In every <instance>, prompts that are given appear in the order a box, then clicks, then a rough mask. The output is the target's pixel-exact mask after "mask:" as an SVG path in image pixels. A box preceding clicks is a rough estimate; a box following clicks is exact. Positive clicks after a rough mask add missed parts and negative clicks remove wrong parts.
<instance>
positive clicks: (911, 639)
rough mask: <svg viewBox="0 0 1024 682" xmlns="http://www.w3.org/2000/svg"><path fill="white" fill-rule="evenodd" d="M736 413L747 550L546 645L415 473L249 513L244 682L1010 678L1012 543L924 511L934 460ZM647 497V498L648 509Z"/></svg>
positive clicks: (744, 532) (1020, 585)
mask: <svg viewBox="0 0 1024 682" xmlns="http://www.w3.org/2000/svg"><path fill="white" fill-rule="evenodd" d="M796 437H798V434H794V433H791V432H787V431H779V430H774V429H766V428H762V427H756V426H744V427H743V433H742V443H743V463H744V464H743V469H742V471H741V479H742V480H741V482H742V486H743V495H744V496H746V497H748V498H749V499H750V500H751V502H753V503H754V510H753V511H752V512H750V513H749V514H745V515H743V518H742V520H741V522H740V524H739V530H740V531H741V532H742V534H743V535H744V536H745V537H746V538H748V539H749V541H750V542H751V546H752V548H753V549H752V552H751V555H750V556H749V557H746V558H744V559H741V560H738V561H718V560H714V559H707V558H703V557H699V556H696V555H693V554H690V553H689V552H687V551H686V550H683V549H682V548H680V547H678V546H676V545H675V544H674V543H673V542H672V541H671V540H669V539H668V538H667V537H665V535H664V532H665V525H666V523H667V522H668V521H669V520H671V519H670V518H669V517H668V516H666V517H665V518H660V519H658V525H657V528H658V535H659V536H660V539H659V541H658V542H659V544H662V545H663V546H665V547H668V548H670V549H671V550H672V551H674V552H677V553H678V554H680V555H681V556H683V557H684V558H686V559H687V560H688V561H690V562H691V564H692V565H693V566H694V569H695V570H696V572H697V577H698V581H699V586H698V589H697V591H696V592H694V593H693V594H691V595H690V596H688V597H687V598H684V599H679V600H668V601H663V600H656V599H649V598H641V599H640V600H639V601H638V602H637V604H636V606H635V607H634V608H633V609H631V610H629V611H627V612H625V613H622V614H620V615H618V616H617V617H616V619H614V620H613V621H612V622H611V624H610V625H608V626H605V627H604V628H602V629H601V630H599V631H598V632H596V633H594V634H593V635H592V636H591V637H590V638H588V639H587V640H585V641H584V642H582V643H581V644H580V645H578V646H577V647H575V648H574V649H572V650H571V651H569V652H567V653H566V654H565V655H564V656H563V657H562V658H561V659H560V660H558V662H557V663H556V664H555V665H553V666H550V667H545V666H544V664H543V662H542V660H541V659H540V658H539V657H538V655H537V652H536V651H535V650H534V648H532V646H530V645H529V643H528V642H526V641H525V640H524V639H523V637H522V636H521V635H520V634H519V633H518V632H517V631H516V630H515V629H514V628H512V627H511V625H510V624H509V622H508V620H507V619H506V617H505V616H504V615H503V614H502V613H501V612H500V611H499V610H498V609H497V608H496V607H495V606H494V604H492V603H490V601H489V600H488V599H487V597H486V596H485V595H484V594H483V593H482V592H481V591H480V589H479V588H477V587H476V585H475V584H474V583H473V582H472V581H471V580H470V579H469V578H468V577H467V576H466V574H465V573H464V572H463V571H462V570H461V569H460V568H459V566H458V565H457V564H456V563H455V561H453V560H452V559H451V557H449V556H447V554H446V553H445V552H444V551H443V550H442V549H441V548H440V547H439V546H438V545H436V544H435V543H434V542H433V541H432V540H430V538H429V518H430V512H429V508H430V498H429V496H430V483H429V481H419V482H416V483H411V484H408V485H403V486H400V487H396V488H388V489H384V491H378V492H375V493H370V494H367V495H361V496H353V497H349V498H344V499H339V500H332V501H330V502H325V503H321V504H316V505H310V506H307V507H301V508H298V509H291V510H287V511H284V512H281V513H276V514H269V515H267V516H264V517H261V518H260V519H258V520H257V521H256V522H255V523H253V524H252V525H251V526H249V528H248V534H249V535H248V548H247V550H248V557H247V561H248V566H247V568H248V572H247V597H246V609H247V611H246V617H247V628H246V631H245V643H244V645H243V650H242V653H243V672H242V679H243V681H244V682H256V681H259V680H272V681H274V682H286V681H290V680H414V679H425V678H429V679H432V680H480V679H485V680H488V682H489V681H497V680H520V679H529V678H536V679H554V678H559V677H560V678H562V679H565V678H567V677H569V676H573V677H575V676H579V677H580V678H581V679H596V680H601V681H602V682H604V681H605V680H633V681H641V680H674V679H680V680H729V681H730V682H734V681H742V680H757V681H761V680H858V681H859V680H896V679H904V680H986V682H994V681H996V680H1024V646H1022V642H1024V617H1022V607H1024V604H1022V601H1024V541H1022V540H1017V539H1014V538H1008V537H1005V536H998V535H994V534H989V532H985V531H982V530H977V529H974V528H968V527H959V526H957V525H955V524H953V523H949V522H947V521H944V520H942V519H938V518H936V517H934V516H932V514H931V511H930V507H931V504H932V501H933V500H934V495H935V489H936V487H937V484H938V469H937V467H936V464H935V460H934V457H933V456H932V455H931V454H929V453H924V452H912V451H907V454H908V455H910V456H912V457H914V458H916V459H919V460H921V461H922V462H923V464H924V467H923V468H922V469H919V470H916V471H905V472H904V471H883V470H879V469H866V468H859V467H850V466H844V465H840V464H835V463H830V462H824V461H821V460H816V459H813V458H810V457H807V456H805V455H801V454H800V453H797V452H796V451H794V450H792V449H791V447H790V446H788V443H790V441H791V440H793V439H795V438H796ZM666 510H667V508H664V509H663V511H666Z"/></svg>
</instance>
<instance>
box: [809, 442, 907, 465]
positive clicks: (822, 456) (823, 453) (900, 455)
--------
WHAT TO PRODUCE: Exactly as they appear above, write out the line containing "</instance>" and each line that comes after it in the records.

SOLUTION TO THIS EXERCISE:
</instance>
<instance>
box: [809, 442, 907, 465]
positive clicks: (822, 456) (823, 453) (900, 455)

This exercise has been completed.